═══ ESTRATTO DELLA PAGINA

Ecco allora che nasce l'esigenza di trovare non solo un metodo di ricerca e di studio che ci possa supportare, ma anche un principio guida che possa segnare dei termini sicuri lungo questo interessante ma faticosissimo 
percorso. 
Tale metodo e principio non può che  essere segnato dall'evoluzione del principio primigenio della Magna Mater quale generatrice cosmogonica, sotto varie forme e con molteplici aspetti, ma sempre e comunque madre e sposa del principio originario maschile, in tutti i piani dell'emanazione, in ogni angolo dell'Universo. 
La mitologia egizia, vicina al nostro  sentire e, comunque, progenitrice di ogni mitologia mediterranea, ci fornisce un significativo punto di partenza.  

Proviamo ad approfondire un po' la cosmogonia kemita eliopolitana, con particolare attenzione alla linea femminile. 
All'inizio di ogni esistenza era NUN, l'Oceano primordiale, dal quale emerse TA-TENEN, la prima terra, la coagulazione del caos originario, da essa sorse ATUM, prima manifestazione divina, riassumente in sé il tutto 
ed il nulla.  
Nel prepararsi al primo atto generativo ATUM  diviene ATUM-RA, principio solare di ogni azione demiurgica che, nel divenire, dà esistenza alla prima coppia divina, composta da SHU, Dio dell'Aria, e da TEFNUT, Figlia del caldo umido. 
In risonanza con la natura e le qualità demiurgiche, i due primi princìpi divini danno vita alla seconda Dimensione Cosmica con la nascita del Dio maschile GEB, la Terra e del Dio femminile NUT, il cielo. 
Nella ulteriore ipostasi GEB e NUT  danno origine a due coppie divine: OSIRIDE - ISIDE, e SETH-NEFTYS (o NEFTI), con un atto generativo contrastato da SHU, geloso di NUT. 
NEFTI, con i vestiti ed il profumo di ISIDE, riesce ad ingannare OSIRIDE e concepire con lui un figlio, ANUBIS, Dio delle necropoli, Signore della Terra Sacra; il secondo concepimento  avverrà fra OSIRIDE ed ISIDE  e sarà non più carnale, ma spirituale, il figlio è HORUS, il Dio del Cielo, Signore del Sole e della Luna, Sotèr Salvatore e rettificatore dell'Umanità. Al di là del dato storico ed identificativo delle singole divinità, emergono alcuni importanti e significativi elementi di considerazione: per la prima volta viene manifestata un'ipostasi  divina in un ambito concettuale di “dualità”;  per la prima volta emerge un “contrasto” nell'ambito del flusso generativo del divenire; per la  prima volta appare il concetto di quaternario; per la prima volta si struttura, almeno in una così importante e divulgata tradizione, una differenza fra generazione carnale e generazione spirituale; per la prima volta le divinità si pongono su diversi piani emanativi.

══════
═══ DATI FORNITI

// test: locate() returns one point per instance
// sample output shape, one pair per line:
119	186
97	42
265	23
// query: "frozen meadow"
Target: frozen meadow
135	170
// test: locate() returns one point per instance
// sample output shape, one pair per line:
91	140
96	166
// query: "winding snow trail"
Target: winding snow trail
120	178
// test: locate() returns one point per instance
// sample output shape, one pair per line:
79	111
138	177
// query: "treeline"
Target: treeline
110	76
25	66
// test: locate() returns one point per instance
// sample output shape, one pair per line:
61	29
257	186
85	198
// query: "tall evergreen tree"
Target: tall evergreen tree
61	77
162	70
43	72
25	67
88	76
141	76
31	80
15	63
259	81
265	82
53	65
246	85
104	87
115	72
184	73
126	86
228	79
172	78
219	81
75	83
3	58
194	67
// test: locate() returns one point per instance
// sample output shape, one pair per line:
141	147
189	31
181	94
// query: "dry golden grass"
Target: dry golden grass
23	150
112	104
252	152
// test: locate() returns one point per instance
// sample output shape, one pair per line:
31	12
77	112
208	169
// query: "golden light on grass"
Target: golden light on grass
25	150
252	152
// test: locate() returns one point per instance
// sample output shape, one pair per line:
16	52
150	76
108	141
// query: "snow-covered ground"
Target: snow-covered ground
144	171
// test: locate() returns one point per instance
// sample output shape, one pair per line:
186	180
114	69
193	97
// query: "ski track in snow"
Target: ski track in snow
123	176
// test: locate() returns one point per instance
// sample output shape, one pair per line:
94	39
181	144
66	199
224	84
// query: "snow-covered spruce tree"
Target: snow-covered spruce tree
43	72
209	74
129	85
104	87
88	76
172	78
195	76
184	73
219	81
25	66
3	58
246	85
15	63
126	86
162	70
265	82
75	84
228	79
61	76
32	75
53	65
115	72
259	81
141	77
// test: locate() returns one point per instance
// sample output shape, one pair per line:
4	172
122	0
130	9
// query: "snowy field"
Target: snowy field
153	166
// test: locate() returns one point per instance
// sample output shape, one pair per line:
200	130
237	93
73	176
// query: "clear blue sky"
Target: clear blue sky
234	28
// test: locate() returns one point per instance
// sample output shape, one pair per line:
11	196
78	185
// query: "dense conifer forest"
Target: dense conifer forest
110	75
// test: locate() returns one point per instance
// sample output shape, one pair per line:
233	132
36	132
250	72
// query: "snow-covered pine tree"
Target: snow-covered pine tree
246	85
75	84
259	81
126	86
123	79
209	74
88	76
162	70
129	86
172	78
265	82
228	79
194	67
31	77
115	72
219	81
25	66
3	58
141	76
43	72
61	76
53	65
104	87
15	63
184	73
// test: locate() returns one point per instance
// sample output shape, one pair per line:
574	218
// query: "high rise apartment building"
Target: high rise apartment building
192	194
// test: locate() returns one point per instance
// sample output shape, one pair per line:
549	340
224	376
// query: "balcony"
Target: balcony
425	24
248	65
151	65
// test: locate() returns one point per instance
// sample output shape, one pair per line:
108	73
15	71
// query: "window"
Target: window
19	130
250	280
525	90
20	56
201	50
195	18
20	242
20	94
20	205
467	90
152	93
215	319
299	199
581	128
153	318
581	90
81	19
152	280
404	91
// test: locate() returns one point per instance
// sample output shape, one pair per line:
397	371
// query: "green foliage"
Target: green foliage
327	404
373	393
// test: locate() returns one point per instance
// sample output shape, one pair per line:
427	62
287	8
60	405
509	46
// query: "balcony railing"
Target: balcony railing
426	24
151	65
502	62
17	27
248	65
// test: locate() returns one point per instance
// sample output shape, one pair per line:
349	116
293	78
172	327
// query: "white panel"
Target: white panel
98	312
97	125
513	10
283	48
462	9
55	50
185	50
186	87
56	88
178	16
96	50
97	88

══════

→ **ATTIVITÀ RICHIESTE**:
1. Conta le righe dell'elenco in cui compare la parola "tall" e riporta soltanto il numero.
2. Scrivi il seguito del brano sulla cosmogonia egizia, partendo subito dopo la sua ultima frase.
Il brano sulla cosmogonia egizia e l'elenco non hanno alcun legame tra loro.

→ **RISULTATI DELL'ESERCIZIO**:
1. 2

2.
Tutti questi elementi saranno ripresi dalle cosmogonie veterotestamentarie e, sotto altri aspetti, anche da quelle gnostiche. 
L'aspetto femminile delle divinità egizie è intrinsecamente connesso con la tradizione della Grande Madre che, certamente, è di per sé storicamente antecedente, ma ha la prerogativa di essere compiutamente strutturato e 
trasposto su più livelli di manifestazione. 
Ad esempio, TEFNUT è la personificazione della prima coppia divina, NUT quella della seconda dimensione cosmica ed ISIDE l'ipostasi del femminino sacro nella simbologia del quaternario del mondo manifesto. 
Prendendo a prestito qualche concetto filosofico dalla patristica medievale possiamo così affermare che TEFNUT  rappresenta la “causa causante”, ISIDE la “causa causata” e NUT la “causa formante”.  
Questa differenziazione non è solamente formale, ma è sostanziale: ciascuna personificazione  rappresenta l'elemento femminile su di un diverso piano ed è connaturata ad un diverso livello concettuale; e più è elevato il livello di riferimento, maggiore è la difficoltà di comprensione del significato intimo, esoterico, dell'ipostasi divina. 
Trasferendo tale concetto in una dimensione cabalistica del femminino sacro, possiamo affermare che TEFNUT rappresenta l'elemento femminile nel mondo archetipale, NUT in quello della creazione e ISIDE in quello della formazione. 

Esiste un aspetto terribile della Grande Madre, vita e nascita, in profondità, sono legate alla morte ed alla distruzione: la Grande Madre Ta-Urt è un mostro terrificante  e divoratore, mortifera e protettiva; Ammit divora le anime che non erano presenti al giudizio di mezzanotte.  
Tuttavia la figura eliopolitana di Iside ha garantito, con i suoi misteri, la rinascita e la resurrezione non solo dell'anima del faraone, ma di tutte le anime. 
Possiamo quindi affermare che la sicurezza del magico successo sulla via del sole, comunicata potenzialmente  ad ogni individuo, ha colmato l'angoscia primordiale rappresentata dalla Grande Madre distruttrice e 
divoratrice.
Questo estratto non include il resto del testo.